__TEXTAUSZUG__.
════════════════════

Projekt über das Ankommen in Halle. Und Teil der Ausstellung "Migration en Images - Perspectives Européennes" in Grenoble, Frankreich (Mai 2018)
„Ich hatte ein anderes Bild über Asylsuchende in meinem Kopf bevor ich Mori traf. Und am Ende blieb in mir das Staunen, dass es jemand schaffen konnte, innerhalb von drei Jahren eine völlig fremde Sprache zu lernen und sich hier ein neues Leben aufzubauen. Ich dachte, wir würden mehr Zeit haben für Gespräche. Ich hatte auch erwartet, bei ihm zu Hause etwas mehr von seiner Heimat Iran zu sehen. Stattdessen tranken wir nur schnell einen Tee in der deutsch eingerichteten Küche und dann ging’s los, von Termin zu Termin. Ein voller Tag erwartete uns.“
„Deutscher eingerichtet als bei einem Deutschen“ war mein erster Gedanke als ich Mori nach langer Zeit wieder sah. In den letzten Jahren war sein Zuhause nicht immer so schön wie jetzt. Der in seiner Heimat Iran erfolgreiche Kampfsportler und Spezialist für asiatische Heilkunst strandete Ende 2015 nach langer Flucht vor Inhaftierung und Folter in einer Flüchtlingsunterkunft in einem Dorf bei Halle. Eigentlich wollte er weiter. Doch er war zu erschöpft. Vieles musste er zurücklassen. Doch seine iranische Gastfreundschaft brachte er mit.

════════════════════

__ARBEITSAUFTRAG A__.
Schreib alle Ortsnamen auf, die im Textauszug über das Ankommen in Halle genannt werden. Jeden Namen nur einmal.
__ARBEITSAUFTRAG B__.
Greif den Textauszug über Moris Ankommen in Halle nach seinem letzten Satz auf und schreib ihn weiter.

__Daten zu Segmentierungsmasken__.

════════════════════

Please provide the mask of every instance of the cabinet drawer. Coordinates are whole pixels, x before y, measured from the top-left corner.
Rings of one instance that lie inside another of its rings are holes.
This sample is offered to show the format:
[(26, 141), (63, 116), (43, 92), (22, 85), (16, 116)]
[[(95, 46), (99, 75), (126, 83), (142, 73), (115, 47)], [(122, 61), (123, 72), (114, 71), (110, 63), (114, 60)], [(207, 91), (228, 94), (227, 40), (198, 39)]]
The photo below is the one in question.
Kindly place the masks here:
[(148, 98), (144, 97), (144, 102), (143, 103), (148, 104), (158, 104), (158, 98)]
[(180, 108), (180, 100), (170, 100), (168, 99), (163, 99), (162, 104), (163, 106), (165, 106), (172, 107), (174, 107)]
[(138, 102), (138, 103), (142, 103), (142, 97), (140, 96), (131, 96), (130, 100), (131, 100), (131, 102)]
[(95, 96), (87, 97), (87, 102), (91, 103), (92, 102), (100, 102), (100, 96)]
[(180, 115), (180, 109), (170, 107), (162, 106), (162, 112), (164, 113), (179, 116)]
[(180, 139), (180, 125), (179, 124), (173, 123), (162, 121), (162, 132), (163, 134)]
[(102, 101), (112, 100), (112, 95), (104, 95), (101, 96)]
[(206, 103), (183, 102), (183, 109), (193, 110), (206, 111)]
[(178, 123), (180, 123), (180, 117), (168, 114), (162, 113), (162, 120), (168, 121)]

════════════════════

__ERGEBNIS A__.
Halle, Grenoble, Frankreich, Iran

__ERGEBNIS B__.
In Deutschland muss Mori seine Abschlüsse in asiatischen Heilmethoden wiederholen. „Es ist nicht leicht, hier Fuß zu fassen“ sagt eine Patientin, die ihn mittlerweile auch bei den Behördengängen unterstützt. Durch sein Engagement und seine Hilfsbereitschaft hat Mori in Halle viele Freunde gefunden. „Wo die Ärzte nicht weiter wussten, war Mori der einzige, der mir helfen konnte.“ Diesen Satz höre ich in der kleinen Physiotherapiepraxis öfter.
Einstecken, abwehren, weitermachen. Nicht aufzugeben ist die Maxime von Moris Leben. Und betrifft nicht nur den Sport.
In den ersten Jahren pendelte Mori fast täglich zwischen seiner Unterkunft in einem kleinen Dorf und der Stadt Halle. Er lernt eigenwillig Deutsch und tritt einem Sportclub bei, wo er trotz sprachlicher Barrieren sein Wissen als erfahrener Kampfsportler an seine Schüler weitergibt. Mittlerweile unterrichtet er am Universitätssportzentrum der Martin-Luther-Universität Halle und nimmt mit seinen Schülern deutschlandweit an Wettkämpfen teil. Die ersten Medaillen gingen bereits nach Halle.
Ende letzten Jahres hat Mori eine Familie gegründet. Das nächste große Ziel ist die Examinierung zum Heilpraktiker, eine eigene Praxis und natürlich weitere Wettkämpfe für Halle zu gewinnen. Obwohl vieles in Deutschland nur sehr langsam geht, wie er selber sagt. Aber auch das wird er schaffen, davon bin ich überzeugt. Moris Geschichte ist ein Beispiel für gelungene Inklusion, auch wenn vieles von ihm selbst ausging.